§ Quoted text
The Vintage Instrument Market, Part 7: Instrument sales and musical trends

The success of any instrument dealer or manufacturer depends to a considerable extent on his ability to recognize and react quickly to new musical trends. As many dealers have found out the hard way, a palm reader or a ouija board may be as accurate in predicting long-term future trends as record sales and concert attendance figures. But whether they realize it or not, dealers of both new and vintage instruments do, in fact, have a highly accurate, leading-edge indicator available to them. Figures are readily available to dealers both from examining their own sales and talking to other dealers and suppliers. Sales figures - particularly taking into account the grade of instruments - can be used to determine whether a musical style is currently in good health or whether hard times are ahead.

The key to this sales-health connection is the fact that for a style of music to truly thrive, it must be accessible not only to the average listener but to the average player as well. One can judge the health of a particular market segment by breaking instrument sales down into four basic categories:

1. Student grade, introductory instruments that a non-player buys because he wants to learn how to play.
2. Intermediate grade, for amateurs who enjoy playing but are not super serious, better than beginner category, but not professional.
3. Utility grade, stage-worthy professional instruments, such as new Gibson and Martin guitars, Stelling and Deering banjos, not cheap but not necessarily collectible.
4. Collectibles, instruments that may be played but that have value and appeal beyond utility.

As a style of music rises and then falls in popularity, sales of instruments tend to go step-by-step through these categories. The most important market indicator of the four categories is the student grade. If they're selling well and products like audio tape lessons, songbooks and video lessons are also selling, then the market is healthy and in rather good shape. Regardless of concert attendance, record sales and radio airplay, if student-model instruments are selling, the market is healthy and growing. If sales of instruments at the intermediate level are healthy, I also feel good.

Sales of professional-grade instruments reflect a more mature market, and there obviously must be sales of those for the market to be healthy. But if there is a market, for example, in which categories 3 and 4 are selling but the others have slacked off, this is a sign of a real problem. If student sales drop, I see a leading-edge indicator of trouble. If intermediate sales also start slowing, then there is deeper-seated problem. If only category 4 is selling, I'd say that the market has already died. The style of music may still be selling records, but I'd classify it with the walking dead. There are several reasons why sales trends come and go, among which are: the state of the musical art and musical imprinting and re-entry patterns.

§ Objectives
1) Copy out every line in the listing below that contains the string "statue". Matching is case-sensitive.
2) Continue the article above on instrument sales and musical trends, starting after its final sentence.

§ Task material
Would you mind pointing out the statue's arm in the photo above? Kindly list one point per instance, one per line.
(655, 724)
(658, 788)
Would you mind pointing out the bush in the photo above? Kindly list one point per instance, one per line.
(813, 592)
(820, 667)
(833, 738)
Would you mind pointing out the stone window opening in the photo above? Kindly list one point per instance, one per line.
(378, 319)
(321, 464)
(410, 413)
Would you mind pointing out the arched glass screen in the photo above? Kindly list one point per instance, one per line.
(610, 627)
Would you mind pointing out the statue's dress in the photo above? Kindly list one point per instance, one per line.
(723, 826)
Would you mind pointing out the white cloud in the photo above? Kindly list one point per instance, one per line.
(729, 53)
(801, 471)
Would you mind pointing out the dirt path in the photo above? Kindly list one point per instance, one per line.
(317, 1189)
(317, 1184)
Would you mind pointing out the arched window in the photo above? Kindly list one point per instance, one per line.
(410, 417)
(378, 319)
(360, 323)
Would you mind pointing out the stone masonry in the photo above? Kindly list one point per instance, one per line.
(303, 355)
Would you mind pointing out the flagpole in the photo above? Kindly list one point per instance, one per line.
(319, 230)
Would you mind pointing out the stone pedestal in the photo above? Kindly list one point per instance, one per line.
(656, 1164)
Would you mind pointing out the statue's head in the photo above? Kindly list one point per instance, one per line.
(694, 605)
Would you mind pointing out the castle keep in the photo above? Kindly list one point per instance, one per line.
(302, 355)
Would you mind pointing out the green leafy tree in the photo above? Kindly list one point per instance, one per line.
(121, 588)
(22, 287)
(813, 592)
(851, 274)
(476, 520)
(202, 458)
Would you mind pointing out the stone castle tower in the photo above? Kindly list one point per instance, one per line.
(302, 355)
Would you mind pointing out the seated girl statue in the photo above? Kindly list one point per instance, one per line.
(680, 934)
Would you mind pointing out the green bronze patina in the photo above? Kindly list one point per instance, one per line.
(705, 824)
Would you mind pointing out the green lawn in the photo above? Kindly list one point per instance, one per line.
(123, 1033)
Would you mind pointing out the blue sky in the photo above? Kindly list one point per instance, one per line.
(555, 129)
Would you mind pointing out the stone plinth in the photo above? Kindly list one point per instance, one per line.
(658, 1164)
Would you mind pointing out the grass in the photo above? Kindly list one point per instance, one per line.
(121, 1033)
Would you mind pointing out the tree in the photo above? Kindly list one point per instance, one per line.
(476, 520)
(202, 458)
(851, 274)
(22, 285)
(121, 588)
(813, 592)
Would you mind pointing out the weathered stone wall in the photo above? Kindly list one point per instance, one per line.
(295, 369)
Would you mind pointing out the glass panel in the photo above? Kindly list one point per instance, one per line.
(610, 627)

§ Exercise answers
1)
Would you mind pointing out the statue's arm in the photo above? Kindly list one point per instance, one per line.
Would you mind pointing out the statue's dress in the photo above? Kindly list one point per instance, one per line.
Would you mind pointing out the statue's head in the photo above? Kindly list one point per instance, one per line.
Would you mind pointing out the seated girl statue in the photo above? Kindly list one point per instance, one per line.

2)
These patterns appear to be constant through many musical styles. Although rock and roll in general has remained consistently strong, its sub-styles are constantly changing. The trend toward acoustic instruments in the early '70s, the move to synthesizers and drum machines in the early '80s, the current interest in the "Big Chill" soul music of the late '60s and the folk music of the early '60s all follow similar patterns. Clearly-defined styles, such as bluegrass or old-time music, in which the audience doesn't overlap so much with other forms, provide the clearest examples.

This method of analysis indicates that bluegrass music may be encountering some difficulties. While professional-grade instruments, such as Gibson RB-3 and Granada banjos and F-5 mandolins, are still selling, sales have slowed on student- and intermediate-grade banjos, mandolins, fiddles and resonator guitars. Further evidence, in this case, can be found in the parking lots of concerts and festivals. In years past, there was as much or more picking in the parking and camping areas than there was on stage. In Union Grove, NC, and Galax, VA, there wasn't even any paid entertainment, only contests, and people came from a thousand-mile radius not just to watch an event but to be a part of it, not just to listen but to play. Crowds reached as high as 30,000, and the music was certainly thriving and healthy. From my standpoint - a dealer's standpoint - it was wonderfully healthy in the parking lot. Everybody had an instrument in the trunk of his car, and I could buy, sell and trade like crazy. There was a lot of real action and interaction going on.

Over the years the trend I've seen at some of these is that there's been more onstage and less offstage action-music as well as dealing - which I see as a sign of ill health. There is a great deal of truth in the words of longtime Opry manager, George D. Hay, the "Solemn Old Judge," who constantly admonished the performers to "Keep it down to earth, boys." He was right. One of the reasons fewer people are buying bluegrass instruments is, ironically, that the style has become so sophisticated in the hands of some musicians that the music is less and less accessible-melodically and rhythmically-to the average listener or amateur player. For bluegrass to thrive, there may well have to be a backlash movement, a sort of back-to-basics trend similar to the one country music has been through in the past few years.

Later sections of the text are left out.